▼▼▼
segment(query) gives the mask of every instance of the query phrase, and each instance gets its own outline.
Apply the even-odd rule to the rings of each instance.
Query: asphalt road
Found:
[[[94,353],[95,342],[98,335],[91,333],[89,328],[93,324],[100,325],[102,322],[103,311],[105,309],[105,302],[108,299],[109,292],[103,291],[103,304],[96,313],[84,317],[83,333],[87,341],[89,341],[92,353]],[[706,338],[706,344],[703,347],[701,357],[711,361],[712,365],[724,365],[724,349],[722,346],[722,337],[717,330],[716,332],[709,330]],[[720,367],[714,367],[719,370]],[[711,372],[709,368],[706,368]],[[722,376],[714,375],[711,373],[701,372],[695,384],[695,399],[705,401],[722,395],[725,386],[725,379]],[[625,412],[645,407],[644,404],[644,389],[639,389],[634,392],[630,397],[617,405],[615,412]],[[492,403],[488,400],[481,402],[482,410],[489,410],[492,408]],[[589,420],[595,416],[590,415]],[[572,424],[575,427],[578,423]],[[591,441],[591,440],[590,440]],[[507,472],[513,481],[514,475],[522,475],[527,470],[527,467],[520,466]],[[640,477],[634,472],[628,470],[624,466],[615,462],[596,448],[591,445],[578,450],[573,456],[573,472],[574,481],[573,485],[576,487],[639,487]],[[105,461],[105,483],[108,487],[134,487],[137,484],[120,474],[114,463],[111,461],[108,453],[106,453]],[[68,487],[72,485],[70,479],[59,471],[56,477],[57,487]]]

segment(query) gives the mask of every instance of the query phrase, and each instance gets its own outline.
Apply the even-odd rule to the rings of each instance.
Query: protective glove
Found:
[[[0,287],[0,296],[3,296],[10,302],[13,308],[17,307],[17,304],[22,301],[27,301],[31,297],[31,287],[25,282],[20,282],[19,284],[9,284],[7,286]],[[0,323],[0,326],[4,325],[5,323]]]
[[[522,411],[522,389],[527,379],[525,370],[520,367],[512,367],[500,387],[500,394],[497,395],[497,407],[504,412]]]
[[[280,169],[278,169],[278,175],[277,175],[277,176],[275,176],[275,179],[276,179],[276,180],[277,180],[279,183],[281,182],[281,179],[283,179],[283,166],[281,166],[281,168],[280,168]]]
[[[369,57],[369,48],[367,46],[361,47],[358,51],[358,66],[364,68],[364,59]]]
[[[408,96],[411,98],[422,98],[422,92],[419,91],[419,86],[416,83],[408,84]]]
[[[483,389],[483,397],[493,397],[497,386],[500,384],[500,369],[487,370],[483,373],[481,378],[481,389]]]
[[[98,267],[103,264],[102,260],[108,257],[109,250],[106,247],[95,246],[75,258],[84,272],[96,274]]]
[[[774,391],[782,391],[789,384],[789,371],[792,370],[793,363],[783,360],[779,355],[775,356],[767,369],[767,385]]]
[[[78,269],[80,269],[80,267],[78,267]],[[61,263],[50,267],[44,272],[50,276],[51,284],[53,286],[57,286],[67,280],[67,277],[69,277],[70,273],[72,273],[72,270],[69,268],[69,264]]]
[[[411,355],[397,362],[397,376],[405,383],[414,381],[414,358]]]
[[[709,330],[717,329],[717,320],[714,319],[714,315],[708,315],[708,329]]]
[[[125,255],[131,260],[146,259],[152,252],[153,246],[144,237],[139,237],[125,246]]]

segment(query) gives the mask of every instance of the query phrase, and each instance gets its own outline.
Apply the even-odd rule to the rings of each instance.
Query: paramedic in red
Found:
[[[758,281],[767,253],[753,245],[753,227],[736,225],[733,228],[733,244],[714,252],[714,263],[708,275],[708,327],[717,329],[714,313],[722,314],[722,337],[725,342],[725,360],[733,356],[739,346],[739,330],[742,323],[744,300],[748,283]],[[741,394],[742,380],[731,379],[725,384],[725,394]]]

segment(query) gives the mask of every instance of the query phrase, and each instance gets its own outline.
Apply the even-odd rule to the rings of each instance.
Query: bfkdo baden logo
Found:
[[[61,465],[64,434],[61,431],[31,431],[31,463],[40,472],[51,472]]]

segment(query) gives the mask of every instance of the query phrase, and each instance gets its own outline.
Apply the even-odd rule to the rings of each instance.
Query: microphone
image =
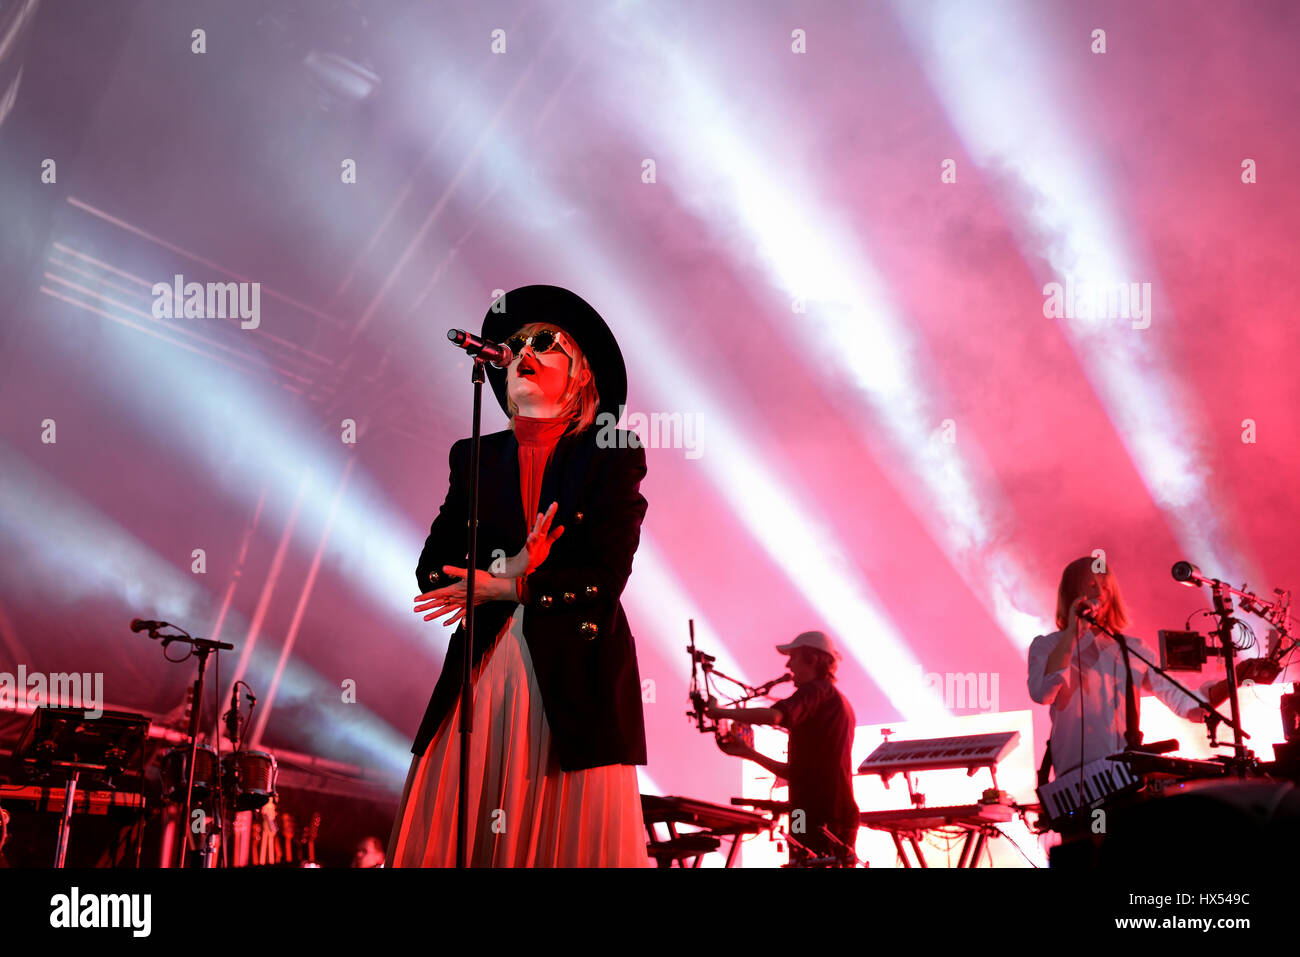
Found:
[[[239,682],[230,689],[230,710],[226,712],[226,737],[239,743]]]
[[[157,631],[159,628],[167,627],[165,621],[150,621],[148,618],[132,618],[132,631]]]
[[[466,332],[464,329],[448,329],[447,338],[452,345],[460,346],[472,356],[481,356],[498,369],[504,369],[510,365],[511,360],[515,357],[509,346],[492,342],[490,339],[480,339],[472,332]]]
[[[1201,582],[1204,581],[1201,570],[1191,562],[1174,562],[1174,567],[1169,572],[1174,576],[1174,581],[1191,585],[1193,588],[1200,588]]]
[[[1084,621],[1090,621],[1095,625],[1097,624],[1097,619],[1093,617],[1094,608],[1096,608],[1096,606],[1091,600],[1085,601],[1078,608],[1074,609],[1074,617],[1082,618]]]

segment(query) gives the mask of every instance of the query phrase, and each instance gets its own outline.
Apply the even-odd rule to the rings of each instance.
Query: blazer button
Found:
[[[541,605],[543,608],[550,608],[550,607],[551,607],[551,596],[550,596],[550,595],[543,595],[541,598],[537,599],[537,604]]]
[[[573,513],[573,520],[574,520],[575,522],[581,522],[581,521],[582,521],[582,513],[581,513],[581,512],[574,512],[574,513]]]
[[[600,631],[600,629],[596,626],[594,621],[584,621],[578,626],[578,631],[582,633],[582,637],[591,641],[591,639],[596,637],[596,632]]]
[[[588,598],[595,598],[595,597],[596,597],[596,586],[595,586],[595,585],[588,585],[588,586],[587,586],[587,597],[588,597]]]
[[[573,592],[571,592],[571,591],[566,591],[566,592],[564,593],[564,603],[565,603],[566,605],[572,605],[572,604],[573,604],[575,601],[577,601],[577,600],[578,600],[578,596],[575,595]]]

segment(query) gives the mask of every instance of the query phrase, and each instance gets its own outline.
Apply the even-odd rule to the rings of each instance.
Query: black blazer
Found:
[[[646,500],[639,486],[645,450],[635,433],[617,430],[620,448],[600,448],[601,430],[560,438],[547,463],[539,511],[558,502],[552,528],[564,534],[528,576],[524,638],[533,660],[546,720],[565,771],[607,764],[645,764],[645,721],[636,648],[619,596],[632,571]],[[606,434],[608,434],[606,432]],[[635,445],[634,445],[635,443]],[[454,581],[442,566],[466,567],[469,554],[470,440],[451,447],[446,501],[429,529],[415,568],[420,592]],[[519,443],[506,430],[483,436],[479,467],[477,566],[489,570],[493,550],[509,557],[524,546],[535,515],[525,522],[519,491]],[[483,602],[474,609],[478,666],[515,603]],[[442,673],[411,747],[423,754],[443,719],[458,706],[465,624],[452,634]]]

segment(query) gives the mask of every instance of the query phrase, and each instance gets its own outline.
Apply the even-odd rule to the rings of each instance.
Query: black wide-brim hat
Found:
[[[608,412],[615,418],[627,403],[627,367],[618,340],[605,320],[577,293],[559,286],[520,286],[501,296],[483,317],[483,338],[505,342],[530,322],[544,322],[564,331],[587,358],[596,377],[600,394],[597,413]],[[489,364],[488,381],[496,393],[501,411],[510,414],[506,404],[506,372]]]

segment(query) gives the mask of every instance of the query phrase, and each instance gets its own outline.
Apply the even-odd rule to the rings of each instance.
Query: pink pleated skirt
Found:
[[[469,761],[472,867],[652,867],[636,768],[563,771],[551,749],[524,607],[484,655]],[[389,867],[455,867],[460,709],[411,761]]]

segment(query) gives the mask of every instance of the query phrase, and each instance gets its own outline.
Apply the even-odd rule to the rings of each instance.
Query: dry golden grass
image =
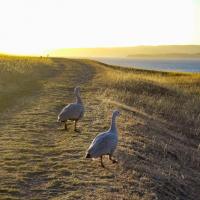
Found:
[[[114,70],[113,70],[114,69]],[[162,117],[200,136],[200,74],[105,68],[105,97]]]
[[[125,70],[89,60],[3,59],[16,73],[3,83],[10,80],[14,90],[1,88],[10,95],[1,98],[10,103],[0,110],[6,113],[0,123],[0,199],[199,198],[199,133],[192,133],[199,122],[188,123],[198,112],[192,108],[198,104],[199,75]],[[21,64],[14,70],[13,63]],[[71,125],[66,132],[56,118],[73,101],[77,85],[86,113],[78,125],[81,133]],[[10,112],[13,102],[17,108]],[[189,116],[183,115],[183,103]],[[86,160],[85,151],[107,130],[116,108],[122,113],[119,164],[105,159],[103,169],[99,161]]]
[[[98,71],[99,98],[124,110],[118,148],[123,197],[198,199],[200,74],[85,62]]]

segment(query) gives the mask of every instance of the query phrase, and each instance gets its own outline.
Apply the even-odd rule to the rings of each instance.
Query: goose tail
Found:
[[[61,122],[60,116],[58,116],[57,122]]]
[[[86,153],[85,158],[91,158],[91,155],[89,153]]]

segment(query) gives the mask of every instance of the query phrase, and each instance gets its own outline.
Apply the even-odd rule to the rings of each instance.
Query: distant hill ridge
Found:
[[[133,54],[128,55],[128,57],[195,57],[199,58],[200,53],[160,53],[160,54]]]
[[[161,45],[110,48],[64,48],[49,52],[59,57],[200,56],[200,45]]]

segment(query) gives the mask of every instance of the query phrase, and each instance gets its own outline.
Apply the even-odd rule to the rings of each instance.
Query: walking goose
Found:
[[[112,155],[117,147],[118,143],[118,131],[116,127],[116,117],[119,116],[119,111],[115,110],[112,114],[111,126],[107,132],[98,134],[86,152],[86,158],[98,158],[100,157],[101,166],[103,164],[103,156],[109,155],[109,159],[113,163],[117,163],[117,160],[112,158]]]
[[[67,121],[74,121],[74,130],[77,131],[76,125],[78,120],[80,120],[84,115],[84,106],[80,97],[80,88],[75,87],[74,93],[76,95],[76,102],[70,103],[62,109],[58,115],[58,122],[64,122],[65,130],[67,130]]]

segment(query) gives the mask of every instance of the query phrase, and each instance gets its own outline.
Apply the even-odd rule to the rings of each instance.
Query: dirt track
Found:
[[[57,76],[1,121],[0,199],[79,199],[89,198],[98,189],[117,190],[112,172],[84,159],[91,139],[104,129],[98,121],[103,113],[98,116],[100,110],[96,110],[99,101],[95,94],[94,99],[91,96],[94,69],[79,62],[56,62],[60,65]],[[81,133],[73,127],[63,131],[56,123],[61,108],[74,100],[76,85],[86,104],[85,118],[79,123]]]

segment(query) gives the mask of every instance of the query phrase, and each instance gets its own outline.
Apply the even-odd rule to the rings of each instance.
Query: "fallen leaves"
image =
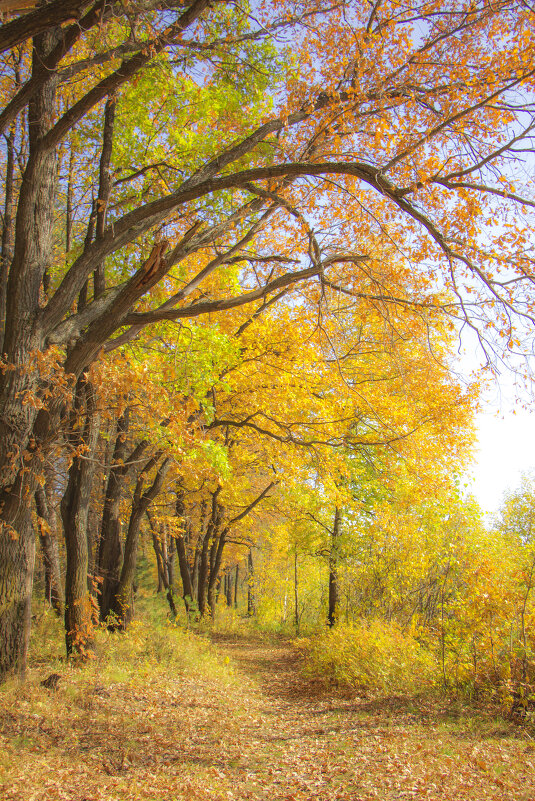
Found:
[[[5,801],[535,799],[534,746],[437,704],[311,694],[295,654],[235,638],[209,667],[103,686],[66,673],[0,700]],[[313,689],[313,688],[312,688]],[[523,793],[524,795],[519,795]]]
▲▲▲
**YOUR ASSIGNMENT**
Your answer should be the lines of the records that hold the string "blazer".

**WRITTEN REPLY**
Query: blazer button
Query: black blazer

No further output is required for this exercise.